§ Your task: Could you rewrite the text on Florida felons' voting rights from "Martin wrote that, while" up to and including "completed their sentences.", with "segregation-era policies" put in place of "Jim Crow policies"?

The board “has ‘unfettered discretion’ to permit an applicant to exercise her right to vote ‘at any time, for any reason,’ “ Martin wrote. “This unbridled discretion is not just concerning when it confronts expressive and associational freedoms traditionally protected by the First Amendment, but also when it threatens the right to vote.”
Martin wrote that, while she disagreed with Walker’s decision that the state could not completely do away its vote-restoration system, she would have left the rest of his injunction in place.
Due to the appellate court ruling, Scott canceled a hastily scheduled Wednesday night meeting of the clemency board, planned in case the Atlanta court did not grant the stay.
The restoration of felons’ rights has long been a controversial legal and political issue in Florida, with critics of the state’s process comparing it to post-Civil War Jim Crow policies designed to keep blacks from casting ballots.
Florida, with about 1.6 million felons, is considered an outlier in a nation where more than three dozen other states automatically restore the right to vote for most felons who have completed their sentences.
After taking office in 2011, Scott and Bondi played key roles in changing the process to effectively make it harder for felons to get their rights restored.
Under the current process, felons must wait five or seven years after their sentences are complete to apply to have rights restored. After applications are filed, the process can take years to complete.
Since the changes went into effect in 2011, Scott — whose support is required for any type of clemency to be granted — and the board have restored the rights of 3,005 of the more than 30,000 convicted felons who’ve applied, according to the Florida Commission on Offender Review. There’s currently a backlog of 10,085 pending applications, according to the commission.
In contrast, more than 155,000 ex-felons had their right to vote automatically restored during the four years of former Gov. Charlie Crist’s tenure, according to court documents.
Siding with the plaintiffs, Walker in a March 27 ruling chastised Scott and other state officials and ordered the clemency board to devise a constitutionally sound program with “specific, neutral criteria that excise the risk — and, of course, the actual practice of — any impermissible discrimination, such as race, gender, religion or viewpoint.”
Walker scalded state officials for threatening to do away with the rights-restoration process all together and gave the clemency board until Thursday to “promulgate specific standards and neutral criteria” to replace the current “nebulous criteria, such as the governor’s comfort level.”
Walker also cautioned that there is a risk that the clemency board “may engage in viewpoint discrimination through seemingly neutral rationales” or a “perceived lack of remorse” that “serve as impermissible” masks for censorship.
“Therefore, the board must promulgate specific standards and neutral criteria to direct its decision-making,” Walker ordered in March. The judge did not specify a particular process but ordered that “Florida’s corrected scheme cannot be byzantine or burdensome.”
Arguing that they needed more time to craft new regulations, the state’s lawyers asked Walker to put his decision on hold, again drawing a rebuke from the judge.
“Rather than comply with the requirements of the United States Constitution, defendants continue to insist they can do whatever they want with hundreds of thousands of Floridians’ voting rights and absolutely zero standards,” Walker wrote in a six-page decision April 4. “They ask this court to stay its prior orders. No.”
The legal tangle involving Scott, the federal judge and the felons in the case comes months before Floridians will decide whether felons should automatically have their voting rights restored.
A political committee known as Floridians for a Fair Democracy collected enough petitions to put a constitutional amendment on the November ballot that would automatically restore voting rights to felons who have served their sentences, completed parole and paid restitution. Murderers and sex offenders would be excluded. The amendment, if approved by 60 percent of voters, could have an impact on about 600,000 Florida felons, according to supporters of the measure.

§ Supplied records:

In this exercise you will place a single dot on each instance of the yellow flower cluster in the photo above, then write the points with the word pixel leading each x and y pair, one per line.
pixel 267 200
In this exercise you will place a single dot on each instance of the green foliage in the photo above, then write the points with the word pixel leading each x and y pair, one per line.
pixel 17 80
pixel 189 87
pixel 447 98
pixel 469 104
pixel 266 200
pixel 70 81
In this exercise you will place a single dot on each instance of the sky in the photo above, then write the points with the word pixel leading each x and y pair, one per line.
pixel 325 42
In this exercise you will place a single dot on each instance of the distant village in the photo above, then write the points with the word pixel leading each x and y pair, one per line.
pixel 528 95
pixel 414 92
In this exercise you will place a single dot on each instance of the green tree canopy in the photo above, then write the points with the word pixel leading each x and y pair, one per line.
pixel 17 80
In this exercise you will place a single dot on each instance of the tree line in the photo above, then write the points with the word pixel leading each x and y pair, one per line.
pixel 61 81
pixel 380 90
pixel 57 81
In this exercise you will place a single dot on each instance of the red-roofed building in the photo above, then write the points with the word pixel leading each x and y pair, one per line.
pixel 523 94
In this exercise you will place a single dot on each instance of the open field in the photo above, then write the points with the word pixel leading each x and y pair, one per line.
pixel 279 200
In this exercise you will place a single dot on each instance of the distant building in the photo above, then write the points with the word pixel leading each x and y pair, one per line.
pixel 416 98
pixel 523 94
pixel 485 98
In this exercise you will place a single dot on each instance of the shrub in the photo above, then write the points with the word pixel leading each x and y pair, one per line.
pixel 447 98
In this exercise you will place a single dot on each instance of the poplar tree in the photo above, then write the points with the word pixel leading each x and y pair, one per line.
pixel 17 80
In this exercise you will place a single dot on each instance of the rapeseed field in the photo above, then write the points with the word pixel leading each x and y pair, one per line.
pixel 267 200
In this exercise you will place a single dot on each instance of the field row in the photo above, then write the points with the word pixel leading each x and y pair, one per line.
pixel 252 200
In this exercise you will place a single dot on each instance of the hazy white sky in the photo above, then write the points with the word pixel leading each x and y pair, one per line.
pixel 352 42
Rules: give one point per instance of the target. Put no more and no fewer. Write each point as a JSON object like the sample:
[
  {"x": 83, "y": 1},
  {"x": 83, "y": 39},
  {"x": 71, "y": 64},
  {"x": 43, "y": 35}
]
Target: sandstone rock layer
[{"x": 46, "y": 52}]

§ Result of the exercise:
Martin wrote that, while she disagreed with Walker’s decision that the state could not completely do away its vote-restoration system, she would have left the rest of his injunction in place.
Due to the appellate court ruling, Scott canceled a hastily scheduled Wednesday night meeting of the clemency board, planned in case the Atlanta court did not grant the stay.
The restoration of felons’ rights has long been a controversial legal and political issue in Florida, with critics of the state’s process comparing it to post-Civil War segregation-era policies designed to keep blacks from casting ballots.
Florida, with about 1.6 million felons, is considered an outlier in a nation where more than three dozen other states automatically restore the right to vote for most felons who have completed their sentences.